**Work to be completed**:
Copy the lines below as they are; omit the images they contain.

---------- Records provided

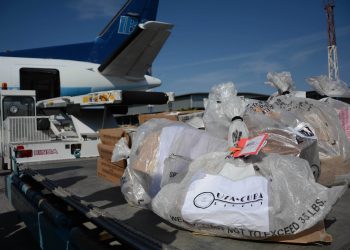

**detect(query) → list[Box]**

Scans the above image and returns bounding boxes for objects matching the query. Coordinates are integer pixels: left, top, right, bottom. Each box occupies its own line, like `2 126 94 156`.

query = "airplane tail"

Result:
0 0 160 64
0 0 172 81
89 0 160 64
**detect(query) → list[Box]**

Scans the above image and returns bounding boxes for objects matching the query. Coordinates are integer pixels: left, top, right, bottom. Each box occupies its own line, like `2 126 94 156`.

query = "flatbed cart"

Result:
4 158 350 250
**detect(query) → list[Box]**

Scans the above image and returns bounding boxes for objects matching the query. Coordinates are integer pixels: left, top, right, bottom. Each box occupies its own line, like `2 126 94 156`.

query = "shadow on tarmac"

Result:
0 210 40 250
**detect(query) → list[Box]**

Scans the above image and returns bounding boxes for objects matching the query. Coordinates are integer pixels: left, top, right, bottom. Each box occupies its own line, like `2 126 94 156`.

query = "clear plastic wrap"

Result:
269 96 350 159
121 119 228 208
321 97 350 141
203 82 249 145
265 71 295 94
244 100 321 180
204 83 321 180
120 114 345 240
268 95 350 186
111 137 131 162
306 75 350 98
152 152 346 240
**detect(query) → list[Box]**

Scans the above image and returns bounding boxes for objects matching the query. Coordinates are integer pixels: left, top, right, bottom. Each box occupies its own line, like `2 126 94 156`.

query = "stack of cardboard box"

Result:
97 128 130 185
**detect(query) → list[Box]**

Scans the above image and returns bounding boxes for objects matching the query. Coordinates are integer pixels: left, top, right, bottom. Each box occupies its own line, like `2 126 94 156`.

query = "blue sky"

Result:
1 0 349 95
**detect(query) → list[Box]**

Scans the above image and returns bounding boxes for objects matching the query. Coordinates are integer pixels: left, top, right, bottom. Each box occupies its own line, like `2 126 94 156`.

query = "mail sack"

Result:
152 152 346 240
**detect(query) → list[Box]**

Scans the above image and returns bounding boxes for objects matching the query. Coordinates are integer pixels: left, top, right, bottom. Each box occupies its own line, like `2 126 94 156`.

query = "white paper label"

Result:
181 174 269 232
236 134 268 157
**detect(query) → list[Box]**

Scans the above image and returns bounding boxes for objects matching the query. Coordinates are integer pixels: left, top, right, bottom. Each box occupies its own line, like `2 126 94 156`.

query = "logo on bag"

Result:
193 191 264 209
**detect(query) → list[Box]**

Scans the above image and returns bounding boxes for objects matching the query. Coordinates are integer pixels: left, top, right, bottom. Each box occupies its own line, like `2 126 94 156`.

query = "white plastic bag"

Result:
203 82 249 145
306 75 350 98
265 71 294 94
321 97 350 141
268 95 350 186
269 96 350 160
243 100 321 180
152 152 346 240
121 119 228 208
111 137 131 162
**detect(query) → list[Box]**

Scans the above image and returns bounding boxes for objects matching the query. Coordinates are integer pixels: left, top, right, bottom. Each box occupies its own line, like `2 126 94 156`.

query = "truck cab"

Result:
0 89 37 169
0 87 99 170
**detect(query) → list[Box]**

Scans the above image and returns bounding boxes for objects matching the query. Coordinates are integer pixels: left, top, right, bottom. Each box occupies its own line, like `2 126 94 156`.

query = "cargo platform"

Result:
11 158 350 250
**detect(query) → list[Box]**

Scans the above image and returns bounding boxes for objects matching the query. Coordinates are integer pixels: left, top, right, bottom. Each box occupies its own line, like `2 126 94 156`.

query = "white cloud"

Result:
157 51 260 71
173 69 237 86
238 60 283 75
268 25 350 51
290 46 324 64
167 66 265 94
68 0 126 20
158 25 350 72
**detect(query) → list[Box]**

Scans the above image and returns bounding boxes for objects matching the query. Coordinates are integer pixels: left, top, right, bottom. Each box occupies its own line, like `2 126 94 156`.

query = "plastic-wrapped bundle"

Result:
244 100 303 132
268 95 350 159
152 152 346 240
262 71 350 185
265 71 295 95
204 82 321 179
111 137 131 162
321 97 350 142
269 95 350 186
318 97 350 184
306 75 350 98
203 82 249 145
243 101 320 179
121 119 227 208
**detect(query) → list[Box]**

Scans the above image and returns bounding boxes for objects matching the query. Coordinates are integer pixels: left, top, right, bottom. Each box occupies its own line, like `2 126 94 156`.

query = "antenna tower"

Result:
324 0 339 81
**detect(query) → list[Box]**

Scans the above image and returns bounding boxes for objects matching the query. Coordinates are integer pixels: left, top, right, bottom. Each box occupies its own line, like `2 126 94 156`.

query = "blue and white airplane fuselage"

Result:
0 0 172 100
0 56 161 96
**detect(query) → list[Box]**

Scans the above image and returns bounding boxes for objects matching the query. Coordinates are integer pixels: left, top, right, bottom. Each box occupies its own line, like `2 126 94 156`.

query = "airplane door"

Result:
20 68 60 101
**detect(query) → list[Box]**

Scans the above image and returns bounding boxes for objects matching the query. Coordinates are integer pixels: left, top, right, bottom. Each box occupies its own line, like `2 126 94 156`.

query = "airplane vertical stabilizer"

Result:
89 0 159 64
0 0 160 65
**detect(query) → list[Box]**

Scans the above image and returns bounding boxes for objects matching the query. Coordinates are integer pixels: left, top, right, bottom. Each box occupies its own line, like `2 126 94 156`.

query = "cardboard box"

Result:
177 111 204 123
99 128 130 146
266 221 332 244
138 112 178 124
193 221 331 244
97 143 128 168
97 143 114 162
138 111 204 124
97 157 126 185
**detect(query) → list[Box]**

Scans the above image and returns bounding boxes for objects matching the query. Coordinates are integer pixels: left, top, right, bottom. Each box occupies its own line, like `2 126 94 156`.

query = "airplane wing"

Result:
98 21 173 80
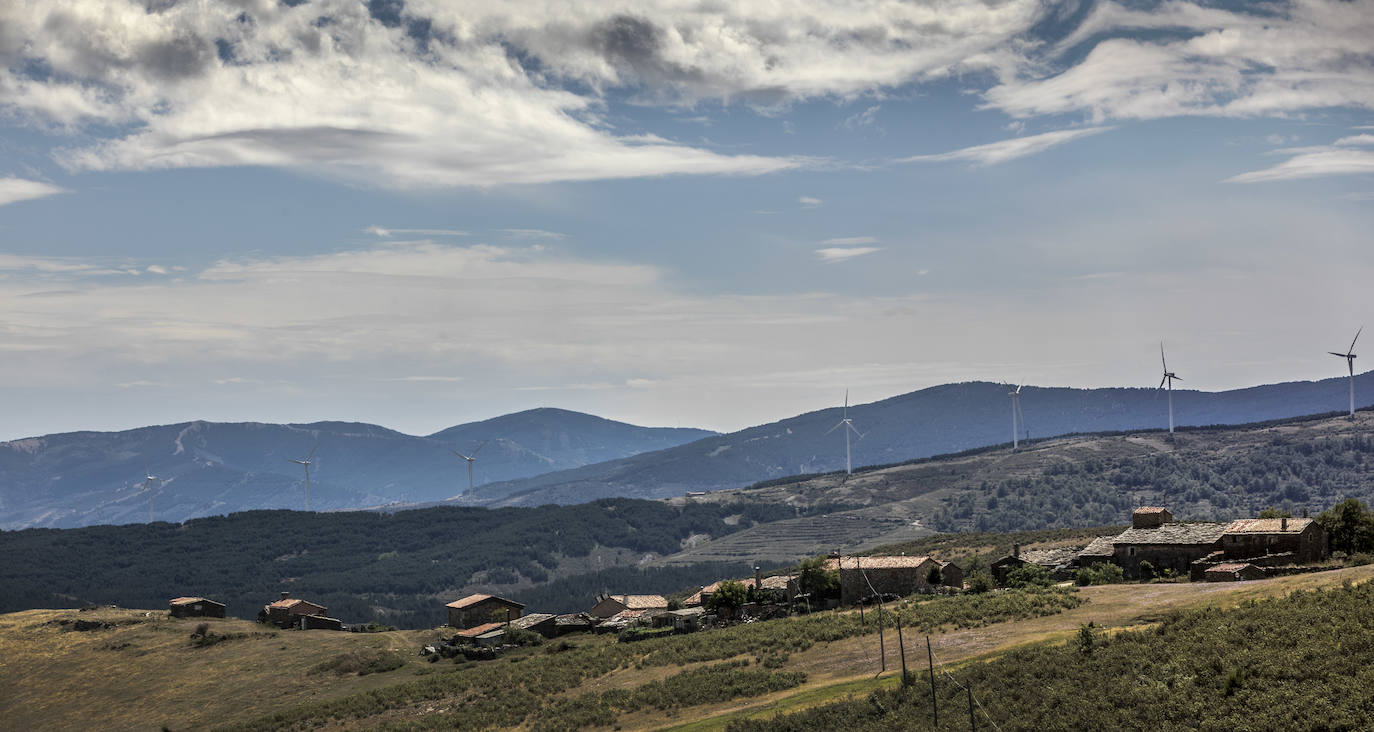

--------------------

**Output**:
**detect(query) → list[Box]**

Scans the above image and returns bounding boxes for objects matching the query. Coordinates are integer pixels: left, top, right, bottom. Each box occupies its own line, like `2 126 94 156`.

query = "airplane tail"

Result:
0 0 160 64
0 0 172 81
89 0 160 64
**detect(query) → list[Box]**

Scans the above image and returns bounding boxes for objects matching the query. Coordinates are integer pixels: left, top, right, bottom. Each box occupies its own line, like `2 126 94 156`.

query = "flatbed cart"

Result:
4 158 350 250
**detect(query) → list[Box]**

Scans the above image and returns bounding boxes for objects matching the query. Coordinates are integer pixels: left, top, right, bottom. Each box occupies its own line, like `2 126 94 156`.

query = "shadow on tarmac"

Result:
0 210 40 250
**detect(query) → list[Box]**

Scans the above image and returns bounding boxes for objects matching the query. Coordinates are integer pixels: left, top, right, bottom. Each box occupies its own line, like `2 126 94 156`.

query = "clear plastic wrap"

Result:
269 96 350 159
121 119 228 208
321 97 350 141
203 82 249 145
265 71 295 94
244 100 321 180
204 83 321 180
120 114 345 240
268 95 350 186
111 137 131 162
306 75 350 98
152 152 346 240
**detect(query) → list[Box]**

Scans the above image and returns bounding boxes for objects matching the query. Coordinates are integer pixels: left, top, right, bottom. Each box occupies its own line, like `2 126 94 156`.

query = "stack of cardboard box"

Result:
97 128 130 185
**detect(query) → list[Box]**

Scans the above image and returns bounding boxes for objects matching the query. Coordinates are integer pixels: left, top, right, bottom. Each box occupies its own line, like `2 126 94 156`.

query = "blue sky"

Result:
1 0 349 95
**detect(query) → list[Box]**

Scans the above image and returns bounding boxes for objects matching the query. Coordinates are integer pixels: left, top, right, bottom. Each box occupies its own line, like `2 126 94 156`.

query = "mail sack"

Result:
152 152 346 240
**detect(query) → list[Box]**

Scans the above image and returns bounding boxes for objects matching the query. Coordinates are integer pixels: left, top, right, bottom. Each box occupies its own line, like `2 126 94 156`.

query = "white paper label"

Result:
181 174 269 232
236 134 268 157
**detect(query) → list[Box]**

Scans the above image and returns bounding boxes for objects matching the query. Coordinates are integer pixels: left, top, right, bottom. Each box occupies its own line, like `2 126 94 156`.

query = "logo on bag"

Result:
193 191 264 209
**detect(query) → list[Box]**

Scans the above image and returns bounding boxes for objects matching the query. Coordinates are integer pixels: left, top, right, bottom. Each box occupies its own line, like `2 126 94 156`.

query = "white plastic bag"

Result:
203 82 249 145
306 75 350 98
265 71 294 94
321 97 350 141
268 95 350 186
269 96 350 160
243 100 321 180
152 152 346 240
121 119 228 208
111 137 131 162
**detect(query) → list[Box]**

Scans the above image and returns bounding boxes for objects matching the query. Coordinates are integer pixels: left, top, right, bottom. Each box occupies its own line, like `2 126 94 156`.

query = "truck cab"

Result:
0 89 37 169
0 87 99 170
**detect(query) → list[Box]**

Scans the above image and returns bounding boxes for objects matching the query. Coordinates are integer pixels: left, top, right, bottom. Each box occupies its own line, like `2 126 94 156`.

query = "cargo platform"

Result:
11 158 350 250
**detect(query) → list[Box]**

Scans the above image and returns bounding boxes for objects matching the query. Coordinates are integer pixels: left, top, right, bottom. Each box occupies its own line, like `2 126 94 156`.

query = "white cloud"

Result:
157 51 260 71
173 69 237 86
238 60 283 75
268 25 350 51
290 46 324 64
167 66 265 94
68 0 126 20
158 25 350 72
**detect(query) → list[Box]**

Scans the above image and returns bounding boxes for objects matching the query. Coordinates are integer pixels: left, top, right, bottom. Each box occupies its own line, like `2 126 94 156`.

query = "plastic-wrapped bundle"

Result:
244 100 303 132
268 95 350 159
152 152 346 240
262 71 350 185
265 71 295 95
204 82 321 179
111 137 131 162
321 97 350 142
269 95 350 186
318 97 350 184
306 75 350 98
203 82 249 145
243 101 320 179
121 119 227 208
**detect(query) → list[Box]**

Scans the above image and returns bounding boxes for objects matching the query. Coordinates are integer pixels: left, top, right, bottom. Each box occupies its own line, like `2 126 94 156`.

query = "antenna tower"

Result:
324 0 339 81
**detect(query) → list[Box]**

Scans the above image and returns bounding boxes for objects matching the query. Coordinates are integer pixels: left, top, right, bottom. Each box occupies its own line, like `2 126 94 156`.

query = "blue and white airplane fuselage"

Result:
0 0 172 100
0 56 161 96
**detect(query) → list[Box]**

Scans the above image and returns bounding boxes for objects matching the query. Coordinates are integer pixels: left, top, right, bottom. Each box occupies its own line, like `2 126 94 156`.

query = "airplane door"

Result:
20 68 60 101
**detect(query) → list[Box]**

Scans the above image and returns bounding boxes for objects matching the query. Coordinates are integer pixels: left, top, right, bottom. Each box occupies its own line, like `2 126 94 156`.

query = "airplane vertical stabilizer"

Result:
89 0 159 64
0 0 160 65
**detect(query) → list[Box]**

Scans the above image and returns bounding boxes for objects matching the query. Coordinates are integer pixels: left, top, right, bottom. Each box occupies its own line, like `2 126 94 156`.

query = "cardboard box"

Result:
177 111 204 123
99 128 130 146
266 221 332 244
138 112 178 124
193 221 331 244
97 143 128 168
97 143 114 162
138 111 204 124
97 157 126 185
**detect(query) → list[Box]**

Scans the above image and returns bounding boxes for objects matching the query. Coordinates are integer pixels: left, top, right, bottom. Each box occupies its own line, like `2 126 94 156`.

query = "airplane wing"

Result:
98 21 173 80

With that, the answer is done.